**PROBLEM A:**
Reproduce the design notes from "Before forward layer" up to and including "pushing to pserver.".
**PROBLEM B:**
List every step of the Pserver workflow given in the design notes.

**TEXT PASSAGE:**
--- begin ---
Note: AllReduce failover and pserver failover will be discussed on other design docs.

Master

Master is responsible for creating/deleting/scheduling pserver and worker
Master defines a parameter sharding strategy, and generate unique key for each parameter(or sharded parameter)
Master defines a hash strategy from parameter key to pserver id

Workflow:

Master creates several pservers and workers according to users’ configuration
Master generates parameter sharding strategy based on the model definition provided by users
Master initializes parameter, and send to pservers
Master triggers pservers and workers and starts training
Master monitors the cluster, and increase or decrease workers according to priority

Pserver

Pserver provides kv store service, and workers could push/pull <key, value> to the pserver
Pserver provides optimize service, apply gradients to parameters and update back to kv store

Workflow:

Pserver waits for workers pushing <key, gradient> to pserver
Pserver gets the key and queries kv store to get corresponding parameter
Pserver calls optimizer, applys <key, gradient> to <key, parameter>
Pserver updates <key, parameter> back to kv store
Pserver saves model checkpoint to disk periodially

Note: We could implement the kv store by ourselves, or we could use some existing solution, such as redis.

Worker

Worker defines a forward/backward computation proccess
Worker defines a dataloader module

Workflow:

Before forward layer starting, worker sends key to pserver, and pull <key, parameter> back from pserver
Worker starts forward layer computation
After backward layer finishing, worker generates <key, gradient>
Worker pushes <key, gradient> to pserver

Worker could also run a evaluation task. It pulls <key, parameter> from pserver, and reports evaluation metrics results to master, but does not push data to pserver.

Note: There could be some same item id in a minibatch data. So some gradient vector of embedding table will have the same item id. We need to sum these gradient before pushing to pserver.

Delayed model updating

In order to reduce the communication overhead between workers and pservers, we propose a strategy called delayed model updating. A worker runs several rounds of forward/backward computation using its local model, and keep the gradients locally. After finishing, it pushes gradients to pservers.

Note: Since the local model is only a part of the global model, in some circumstance, workers still has to pull the embedding vector parameter from pservers if there exits unknow item ids in a minibatch data. In async mode, this will lead to relative newer embedding part parameters, but relative older other part parameters.

Elastic scheduling

Analysis

First, we analyse the hardware resources that pserver and worker consume.
--- end ---
**EXTRACTED DATA:**
--- begin ---
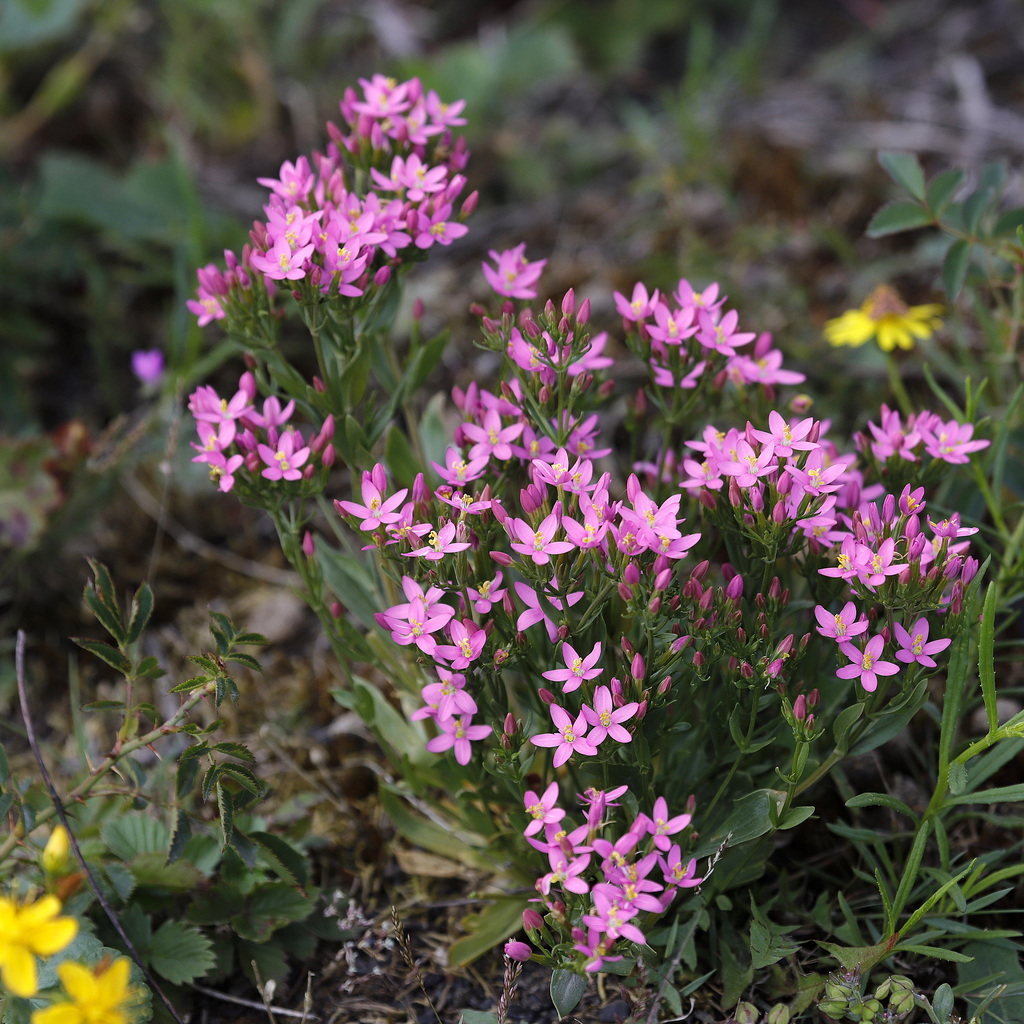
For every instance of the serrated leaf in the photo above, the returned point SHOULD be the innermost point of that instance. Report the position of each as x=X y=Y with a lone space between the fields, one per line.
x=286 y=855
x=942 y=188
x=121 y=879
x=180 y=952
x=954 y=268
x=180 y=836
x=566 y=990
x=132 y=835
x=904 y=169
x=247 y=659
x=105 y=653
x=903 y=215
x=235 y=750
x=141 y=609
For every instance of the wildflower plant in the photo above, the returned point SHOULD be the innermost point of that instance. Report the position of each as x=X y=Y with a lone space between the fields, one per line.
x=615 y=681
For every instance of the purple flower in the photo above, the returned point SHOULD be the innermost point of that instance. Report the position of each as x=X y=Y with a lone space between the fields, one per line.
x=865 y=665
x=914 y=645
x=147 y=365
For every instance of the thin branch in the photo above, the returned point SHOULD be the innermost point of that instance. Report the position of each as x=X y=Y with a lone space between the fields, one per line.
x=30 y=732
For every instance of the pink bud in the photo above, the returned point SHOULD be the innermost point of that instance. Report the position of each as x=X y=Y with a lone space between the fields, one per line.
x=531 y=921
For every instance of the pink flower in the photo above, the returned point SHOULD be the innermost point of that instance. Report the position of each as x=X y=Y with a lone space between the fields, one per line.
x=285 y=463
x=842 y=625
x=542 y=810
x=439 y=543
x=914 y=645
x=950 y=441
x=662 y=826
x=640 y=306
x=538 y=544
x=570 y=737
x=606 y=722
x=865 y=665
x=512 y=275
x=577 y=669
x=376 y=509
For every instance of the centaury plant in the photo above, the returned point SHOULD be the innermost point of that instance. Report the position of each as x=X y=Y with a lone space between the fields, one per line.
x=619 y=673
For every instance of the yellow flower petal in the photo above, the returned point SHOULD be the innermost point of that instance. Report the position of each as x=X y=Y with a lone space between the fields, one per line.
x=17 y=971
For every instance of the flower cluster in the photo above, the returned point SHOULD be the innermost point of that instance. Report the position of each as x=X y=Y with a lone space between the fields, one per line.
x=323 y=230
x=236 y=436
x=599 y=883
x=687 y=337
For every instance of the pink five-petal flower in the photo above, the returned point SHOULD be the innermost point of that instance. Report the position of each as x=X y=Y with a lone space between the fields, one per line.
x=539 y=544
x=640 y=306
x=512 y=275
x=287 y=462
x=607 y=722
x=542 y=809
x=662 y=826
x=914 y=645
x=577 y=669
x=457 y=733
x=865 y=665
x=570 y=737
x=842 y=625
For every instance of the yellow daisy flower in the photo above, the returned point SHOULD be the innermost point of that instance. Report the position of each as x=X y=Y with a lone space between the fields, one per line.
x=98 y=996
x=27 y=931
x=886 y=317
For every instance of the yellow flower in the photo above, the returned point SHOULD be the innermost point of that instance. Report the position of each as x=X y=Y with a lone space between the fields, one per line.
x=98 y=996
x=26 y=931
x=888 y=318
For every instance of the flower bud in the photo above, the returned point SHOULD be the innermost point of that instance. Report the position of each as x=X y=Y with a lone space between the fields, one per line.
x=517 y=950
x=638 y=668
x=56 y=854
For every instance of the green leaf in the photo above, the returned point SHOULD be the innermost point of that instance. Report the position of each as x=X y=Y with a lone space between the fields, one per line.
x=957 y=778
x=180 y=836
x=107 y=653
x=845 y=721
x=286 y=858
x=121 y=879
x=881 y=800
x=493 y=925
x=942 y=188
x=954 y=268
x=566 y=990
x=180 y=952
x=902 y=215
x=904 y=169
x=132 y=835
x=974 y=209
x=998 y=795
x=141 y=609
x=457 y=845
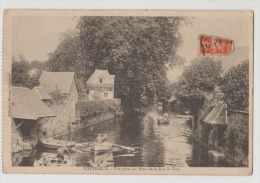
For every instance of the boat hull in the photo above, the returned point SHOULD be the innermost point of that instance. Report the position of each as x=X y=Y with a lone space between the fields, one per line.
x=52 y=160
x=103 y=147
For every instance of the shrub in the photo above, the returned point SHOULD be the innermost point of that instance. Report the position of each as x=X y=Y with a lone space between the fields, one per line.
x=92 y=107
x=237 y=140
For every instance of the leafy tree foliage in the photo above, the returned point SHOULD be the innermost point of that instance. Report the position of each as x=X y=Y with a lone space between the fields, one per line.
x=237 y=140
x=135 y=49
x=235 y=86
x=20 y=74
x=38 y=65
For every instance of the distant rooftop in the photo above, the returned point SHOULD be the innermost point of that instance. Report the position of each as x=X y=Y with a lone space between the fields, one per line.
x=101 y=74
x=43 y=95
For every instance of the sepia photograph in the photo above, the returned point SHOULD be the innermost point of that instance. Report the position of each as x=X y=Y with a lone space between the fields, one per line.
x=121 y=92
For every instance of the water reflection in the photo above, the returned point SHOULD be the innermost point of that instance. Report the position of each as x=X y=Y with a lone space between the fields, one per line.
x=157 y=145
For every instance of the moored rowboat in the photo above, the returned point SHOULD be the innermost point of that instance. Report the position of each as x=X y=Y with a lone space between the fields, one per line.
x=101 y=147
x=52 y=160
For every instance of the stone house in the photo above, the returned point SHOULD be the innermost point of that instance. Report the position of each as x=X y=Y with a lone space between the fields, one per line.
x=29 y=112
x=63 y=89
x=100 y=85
--- end ---
--- begin ---
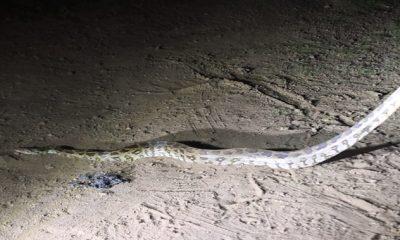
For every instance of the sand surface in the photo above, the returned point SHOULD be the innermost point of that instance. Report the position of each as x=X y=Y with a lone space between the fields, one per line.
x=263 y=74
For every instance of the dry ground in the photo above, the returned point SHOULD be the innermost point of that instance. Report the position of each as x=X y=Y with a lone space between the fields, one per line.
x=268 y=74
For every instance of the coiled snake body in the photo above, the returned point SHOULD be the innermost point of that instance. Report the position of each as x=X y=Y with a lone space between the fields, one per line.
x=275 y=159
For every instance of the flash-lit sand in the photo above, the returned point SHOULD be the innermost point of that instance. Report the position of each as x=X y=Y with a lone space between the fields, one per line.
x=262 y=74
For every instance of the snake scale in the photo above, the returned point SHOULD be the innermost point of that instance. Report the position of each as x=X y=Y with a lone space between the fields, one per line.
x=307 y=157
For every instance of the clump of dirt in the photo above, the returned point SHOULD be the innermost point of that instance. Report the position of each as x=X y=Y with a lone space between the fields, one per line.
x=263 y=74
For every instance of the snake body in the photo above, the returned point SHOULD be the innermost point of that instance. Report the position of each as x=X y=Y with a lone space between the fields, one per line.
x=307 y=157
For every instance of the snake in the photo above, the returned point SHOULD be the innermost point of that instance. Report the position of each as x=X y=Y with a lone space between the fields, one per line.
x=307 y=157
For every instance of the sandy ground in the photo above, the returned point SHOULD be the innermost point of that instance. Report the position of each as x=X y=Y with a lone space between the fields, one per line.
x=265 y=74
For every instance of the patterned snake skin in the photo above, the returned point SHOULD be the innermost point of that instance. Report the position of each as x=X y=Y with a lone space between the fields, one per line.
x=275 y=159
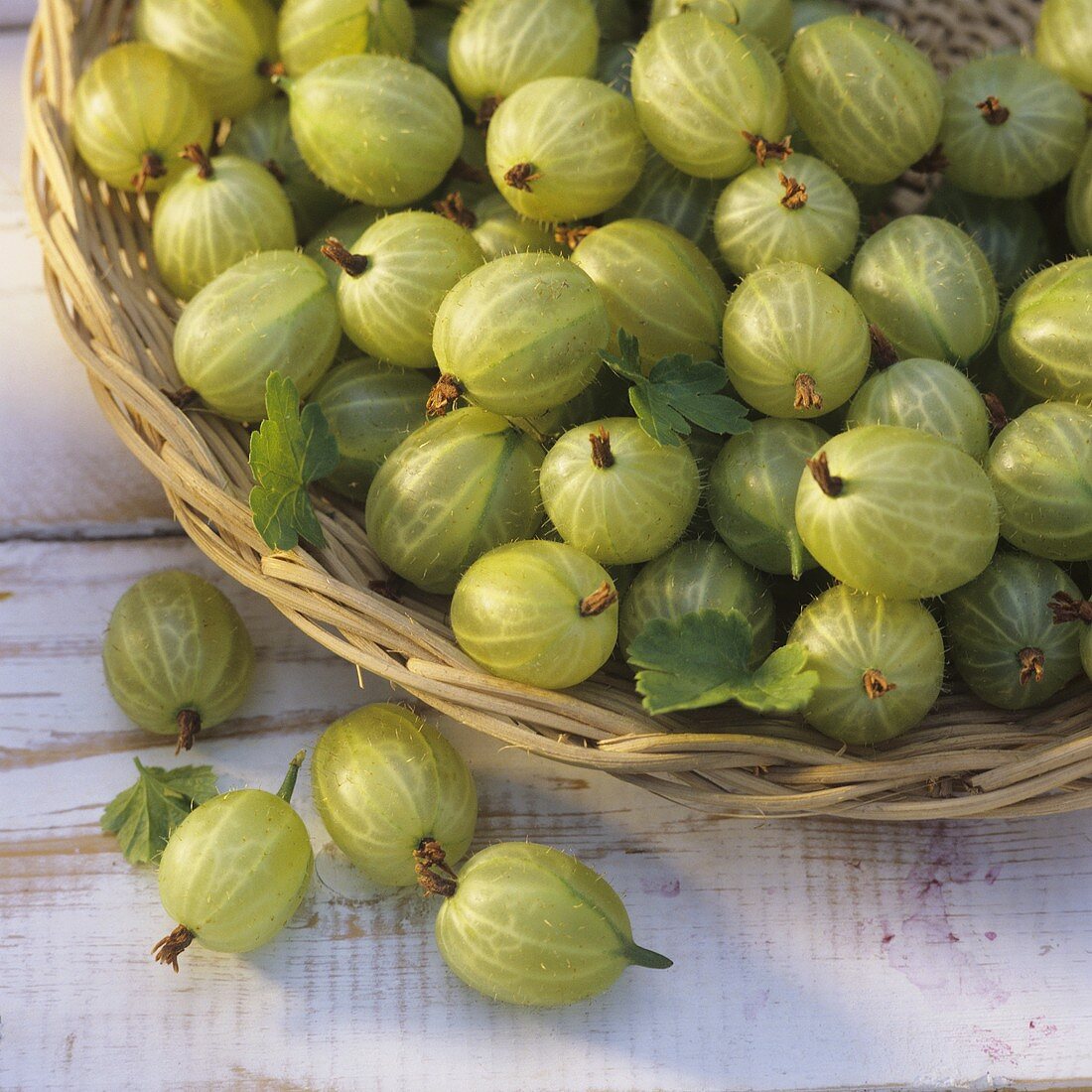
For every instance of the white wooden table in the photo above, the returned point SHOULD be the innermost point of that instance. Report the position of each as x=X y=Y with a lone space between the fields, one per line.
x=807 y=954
--- end ---
--- begin ---
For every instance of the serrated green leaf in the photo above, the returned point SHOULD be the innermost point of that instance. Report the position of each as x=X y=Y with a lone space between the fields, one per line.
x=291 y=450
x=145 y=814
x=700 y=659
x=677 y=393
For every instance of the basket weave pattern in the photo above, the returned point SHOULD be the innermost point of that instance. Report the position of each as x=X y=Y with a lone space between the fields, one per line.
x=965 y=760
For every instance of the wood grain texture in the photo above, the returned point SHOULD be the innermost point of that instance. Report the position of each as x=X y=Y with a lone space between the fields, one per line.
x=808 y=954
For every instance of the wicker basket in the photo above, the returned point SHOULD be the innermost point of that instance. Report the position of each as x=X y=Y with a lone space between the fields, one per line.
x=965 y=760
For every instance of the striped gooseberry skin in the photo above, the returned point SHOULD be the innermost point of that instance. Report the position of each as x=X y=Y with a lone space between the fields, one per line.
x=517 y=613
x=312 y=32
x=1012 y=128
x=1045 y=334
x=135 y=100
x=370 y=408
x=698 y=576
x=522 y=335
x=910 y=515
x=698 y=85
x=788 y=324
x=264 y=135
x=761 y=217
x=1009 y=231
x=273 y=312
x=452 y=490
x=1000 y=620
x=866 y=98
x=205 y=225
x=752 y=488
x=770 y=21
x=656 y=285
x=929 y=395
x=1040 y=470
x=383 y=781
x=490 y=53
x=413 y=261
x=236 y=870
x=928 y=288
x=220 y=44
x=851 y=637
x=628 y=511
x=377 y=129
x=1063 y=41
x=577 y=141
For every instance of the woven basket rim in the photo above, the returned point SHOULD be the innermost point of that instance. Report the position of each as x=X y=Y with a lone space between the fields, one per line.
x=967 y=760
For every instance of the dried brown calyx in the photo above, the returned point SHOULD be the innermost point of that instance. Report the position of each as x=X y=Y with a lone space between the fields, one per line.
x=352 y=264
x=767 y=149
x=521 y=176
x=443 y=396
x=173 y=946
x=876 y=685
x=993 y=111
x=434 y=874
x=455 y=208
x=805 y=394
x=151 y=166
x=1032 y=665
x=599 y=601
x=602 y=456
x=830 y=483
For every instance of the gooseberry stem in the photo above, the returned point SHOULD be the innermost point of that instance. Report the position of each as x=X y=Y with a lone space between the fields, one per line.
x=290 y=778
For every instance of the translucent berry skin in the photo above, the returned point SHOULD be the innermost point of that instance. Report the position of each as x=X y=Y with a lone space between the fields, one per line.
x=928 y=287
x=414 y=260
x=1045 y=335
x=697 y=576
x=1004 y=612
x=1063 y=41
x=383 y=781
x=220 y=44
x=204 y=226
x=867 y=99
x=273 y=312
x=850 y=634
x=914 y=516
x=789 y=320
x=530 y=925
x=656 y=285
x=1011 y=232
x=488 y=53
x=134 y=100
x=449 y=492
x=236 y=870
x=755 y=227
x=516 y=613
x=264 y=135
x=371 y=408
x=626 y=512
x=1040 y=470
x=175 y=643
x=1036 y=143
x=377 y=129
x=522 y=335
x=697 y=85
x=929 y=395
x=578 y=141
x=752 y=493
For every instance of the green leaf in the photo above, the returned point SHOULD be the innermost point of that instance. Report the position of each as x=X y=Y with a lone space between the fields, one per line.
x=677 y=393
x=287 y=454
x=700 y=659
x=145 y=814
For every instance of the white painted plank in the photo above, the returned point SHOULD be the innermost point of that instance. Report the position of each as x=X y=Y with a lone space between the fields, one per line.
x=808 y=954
--- end ---
**PROBLEM SOLUTION A:**
Before forward layer starting, worker sends key to pserver, and pull <key, parameter> back from pserver
Worker starts forward layer computation
After backward layer finishing, worker generates <key, gradient>
Worker pushes <key, gradient> to pserver

Worker could also run a evaluation task. It pulls <key, parameter> from pserver, and reports evaluation metrics results to master, but does not push data to pserver.

Note: There could be some same item id in a minibatch data. So some gradient vector of embedding table will have the same item id. We need to sum these gradient before pushing to pserver.

**PROBLEM SOLUTION B:**
- Pserver waits for workers pushing <key, gradient> to pserver
- Pserver gets the key and queries kv store to get corresponding parameter
- Pserver calls optimizer, applys <key, gradient> to <key, parameter>
- Pserver updates <key, parameter> back to kv store
- Pserver saves model checkpoint to disk periodially